What is needed
Recast the items, from the first line through the line containing "[640, 387, 746, 425]", as a numbered list, with blank lines left out.

Exercise data
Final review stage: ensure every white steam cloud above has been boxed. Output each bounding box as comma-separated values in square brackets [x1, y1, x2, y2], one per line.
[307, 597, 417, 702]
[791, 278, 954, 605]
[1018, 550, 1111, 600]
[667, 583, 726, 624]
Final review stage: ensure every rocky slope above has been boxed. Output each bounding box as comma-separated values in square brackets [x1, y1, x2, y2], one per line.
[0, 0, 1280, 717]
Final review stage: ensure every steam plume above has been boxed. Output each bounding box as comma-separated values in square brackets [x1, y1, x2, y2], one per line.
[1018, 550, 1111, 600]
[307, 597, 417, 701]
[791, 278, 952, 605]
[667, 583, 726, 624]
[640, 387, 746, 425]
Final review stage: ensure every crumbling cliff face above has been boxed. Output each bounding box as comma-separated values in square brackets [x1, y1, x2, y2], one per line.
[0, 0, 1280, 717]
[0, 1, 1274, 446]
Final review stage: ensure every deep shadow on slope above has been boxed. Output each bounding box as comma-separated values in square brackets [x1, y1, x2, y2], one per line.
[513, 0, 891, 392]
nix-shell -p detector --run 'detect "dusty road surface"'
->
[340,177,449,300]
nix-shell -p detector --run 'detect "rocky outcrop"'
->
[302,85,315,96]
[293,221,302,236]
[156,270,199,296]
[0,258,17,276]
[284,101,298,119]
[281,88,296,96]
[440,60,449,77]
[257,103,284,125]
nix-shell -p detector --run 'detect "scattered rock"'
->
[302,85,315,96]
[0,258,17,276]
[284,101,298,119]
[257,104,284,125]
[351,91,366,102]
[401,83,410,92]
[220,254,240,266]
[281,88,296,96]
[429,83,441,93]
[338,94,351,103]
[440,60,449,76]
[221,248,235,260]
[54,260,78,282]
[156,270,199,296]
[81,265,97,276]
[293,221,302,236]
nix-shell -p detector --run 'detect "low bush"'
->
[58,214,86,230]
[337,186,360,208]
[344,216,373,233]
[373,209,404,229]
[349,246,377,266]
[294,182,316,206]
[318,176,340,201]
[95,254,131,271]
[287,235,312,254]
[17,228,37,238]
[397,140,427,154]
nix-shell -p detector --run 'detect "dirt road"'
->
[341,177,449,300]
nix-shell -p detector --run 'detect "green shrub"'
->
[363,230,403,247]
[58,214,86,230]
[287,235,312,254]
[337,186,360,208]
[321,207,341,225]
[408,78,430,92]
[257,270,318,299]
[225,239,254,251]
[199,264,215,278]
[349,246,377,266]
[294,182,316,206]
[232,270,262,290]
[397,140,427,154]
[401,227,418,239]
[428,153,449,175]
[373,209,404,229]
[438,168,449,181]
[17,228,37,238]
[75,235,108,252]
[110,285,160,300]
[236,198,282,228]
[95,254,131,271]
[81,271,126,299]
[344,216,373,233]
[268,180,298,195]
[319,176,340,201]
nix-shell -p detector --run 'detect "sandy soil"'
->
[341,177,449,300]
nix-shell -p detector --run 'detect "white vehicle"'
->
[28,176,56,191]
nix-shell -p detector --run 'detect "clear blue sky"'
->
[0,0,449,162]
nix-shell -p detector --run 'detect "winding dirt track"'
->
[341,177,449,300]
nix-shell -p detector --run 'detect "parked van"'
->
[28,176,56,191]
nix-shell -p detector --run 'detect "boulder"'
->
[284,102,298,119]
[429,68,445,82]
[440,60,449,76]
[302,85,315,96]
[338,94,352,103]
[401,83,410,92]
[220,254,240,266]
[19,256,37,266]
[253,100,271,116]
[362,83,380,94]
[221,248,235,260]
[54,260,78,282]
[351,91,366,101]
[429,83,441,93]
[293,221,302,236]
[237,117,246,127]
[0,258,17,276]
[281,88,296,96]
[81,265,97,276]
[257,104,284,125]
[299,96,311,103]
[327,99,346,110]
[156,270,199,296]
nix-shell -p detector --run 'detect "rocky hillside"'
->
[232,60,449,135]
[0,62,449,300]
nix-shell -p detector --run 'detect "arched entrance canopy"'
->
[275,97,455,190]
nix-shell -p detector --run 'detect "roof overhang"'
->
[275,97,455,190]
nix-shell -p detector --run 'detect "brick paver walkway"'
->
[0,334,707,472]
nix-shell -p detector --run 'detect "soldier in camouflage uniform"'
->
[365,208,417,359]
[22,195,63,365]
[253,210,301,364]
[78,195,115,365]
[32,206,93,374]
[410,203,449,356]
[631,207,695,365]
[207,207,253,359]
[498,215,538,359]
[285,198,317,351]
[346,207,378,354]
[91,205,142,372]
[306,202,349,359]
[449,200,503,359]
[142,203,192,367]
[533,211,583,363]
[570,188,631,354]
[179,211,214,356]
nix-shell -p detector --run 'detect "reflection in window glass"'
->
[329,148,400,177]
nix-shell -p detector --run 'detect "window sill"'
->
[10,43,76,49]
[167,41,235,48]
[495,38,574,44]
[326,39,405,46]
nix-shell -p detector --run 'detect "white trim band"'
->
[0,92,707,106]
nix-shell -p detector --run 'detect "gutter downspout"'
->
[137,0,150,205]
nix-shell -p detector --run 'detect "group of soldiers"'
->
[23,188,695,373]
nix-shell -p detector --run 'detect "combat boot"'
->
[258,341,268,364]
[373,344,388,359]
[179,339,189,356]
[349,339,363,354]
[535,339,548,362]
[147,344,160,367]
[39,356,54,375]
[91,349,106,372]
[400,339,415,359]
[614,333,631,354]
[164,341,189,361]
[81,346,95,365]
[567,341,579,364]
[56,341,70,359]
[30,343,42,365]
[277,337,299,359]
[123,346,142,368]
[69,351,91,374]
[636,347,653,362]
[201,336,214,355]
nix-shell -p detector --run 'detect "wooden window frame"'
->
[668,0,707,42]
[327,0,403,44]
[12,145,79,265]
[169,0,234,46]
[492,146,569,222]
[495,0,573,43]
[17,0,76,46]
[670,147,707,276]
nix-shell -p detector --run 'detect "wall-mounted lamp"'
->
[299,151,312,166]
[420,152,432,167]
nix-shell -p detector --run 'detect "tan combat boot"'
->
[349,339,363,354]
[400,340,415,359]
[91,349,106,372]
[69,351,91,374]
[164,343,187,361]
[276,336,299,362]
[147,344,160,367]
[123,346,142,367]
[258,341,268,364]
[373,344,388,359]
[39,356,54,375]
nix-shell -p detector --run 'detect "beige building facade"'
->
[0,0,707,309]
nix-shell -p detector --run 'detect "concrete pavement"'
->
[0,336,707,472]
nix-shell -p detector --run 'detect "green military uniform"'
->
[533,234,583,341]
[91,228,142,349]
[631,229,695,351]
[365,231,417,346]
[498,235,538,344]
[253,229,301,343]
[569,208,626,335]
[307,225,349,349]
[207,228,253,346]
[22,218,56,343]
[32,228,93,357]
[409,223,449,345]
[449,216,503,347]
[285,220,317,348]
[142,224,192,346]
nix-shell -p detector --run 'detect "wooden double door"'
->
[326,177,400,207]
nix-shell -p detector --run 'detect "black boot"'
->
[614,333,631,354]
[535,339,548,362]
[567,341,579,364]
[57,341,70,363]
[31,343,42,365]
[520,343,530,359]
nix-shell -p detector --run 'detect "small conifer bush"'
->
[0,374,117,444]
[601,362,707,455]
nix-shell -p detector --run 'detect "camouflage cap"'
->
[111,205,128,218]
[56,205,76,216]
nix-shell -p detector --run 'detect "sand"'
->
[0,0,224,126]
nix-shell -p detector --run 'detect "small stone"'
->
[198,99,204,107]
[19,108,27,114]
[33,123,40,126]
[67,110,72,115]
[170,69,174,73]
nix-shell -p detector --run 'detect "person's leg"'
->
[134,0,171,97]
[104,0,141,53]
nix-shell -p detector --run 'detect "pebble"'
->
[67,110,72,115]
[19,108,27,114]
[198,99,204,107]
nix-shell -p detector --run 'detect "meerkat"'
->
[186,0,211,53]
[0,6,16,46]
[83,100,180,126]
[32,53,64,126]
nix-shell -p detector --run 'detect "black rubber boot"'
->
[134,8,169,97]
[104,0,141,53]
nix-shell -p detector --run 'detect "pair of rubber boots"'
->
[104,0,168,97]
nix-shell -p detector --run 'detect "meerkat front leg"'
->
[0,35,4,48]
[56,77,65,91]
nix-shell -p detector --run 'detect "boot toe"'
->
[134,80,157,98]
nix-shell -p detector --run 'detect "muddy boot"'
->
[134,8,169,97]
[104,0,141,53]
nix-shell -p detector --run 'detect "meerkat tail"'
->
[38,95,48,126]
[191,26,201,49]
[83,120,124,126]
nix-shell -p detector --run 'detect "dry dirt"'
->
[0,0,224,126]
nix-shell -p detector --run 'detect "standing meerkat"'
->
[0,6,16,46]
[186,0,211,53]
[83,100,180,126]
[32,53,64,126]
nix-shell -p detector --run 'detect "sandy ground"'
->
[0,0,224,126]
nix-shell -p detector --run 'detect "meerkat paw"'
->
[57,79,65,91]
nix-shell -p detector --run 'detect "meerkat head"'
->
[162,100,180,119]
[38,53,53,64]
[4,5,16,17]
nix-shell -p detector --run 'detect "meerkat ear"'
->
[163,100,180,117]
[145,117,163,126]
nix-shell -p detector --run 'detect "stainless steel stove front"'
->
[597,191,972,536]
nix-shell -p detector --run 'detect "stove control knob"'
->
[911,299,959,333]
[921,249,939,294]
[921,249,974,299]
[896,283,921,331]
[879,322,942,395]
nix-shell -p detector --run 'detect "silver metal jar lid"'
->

Solution to the problem
1. Final review stage: ensure every white steam cloud above has been boxed. Output each bounding box as comma-separated values in square brackets [x1, y1, x2, y2], one per line.
2. [307, 597, 417, 702]
3. [791, 278, 954, 605]
4. [1018, 550, 1111, 600]
5. [667, 583, 726, 624]
6. Final review stage: ensure every rocky slope above has been boxed. Output each bounding box as comma-separated values in square brackets [x1, y1, x2, y2], one per line.
7. [0, 0, 1280, 717]
8. Final review stage: ensure every steam plume above has been boxed. Output each bounding box as comma-separated values in square brackets [x1, y1, x2, y2], one per line.
9. [1018, 550, 1111, 600]
10. [307, 597, 417, 701]
11. [791, 278, 952, 605]
12. [667, 583, 726, 624]
13. [640, 387, 746, 425]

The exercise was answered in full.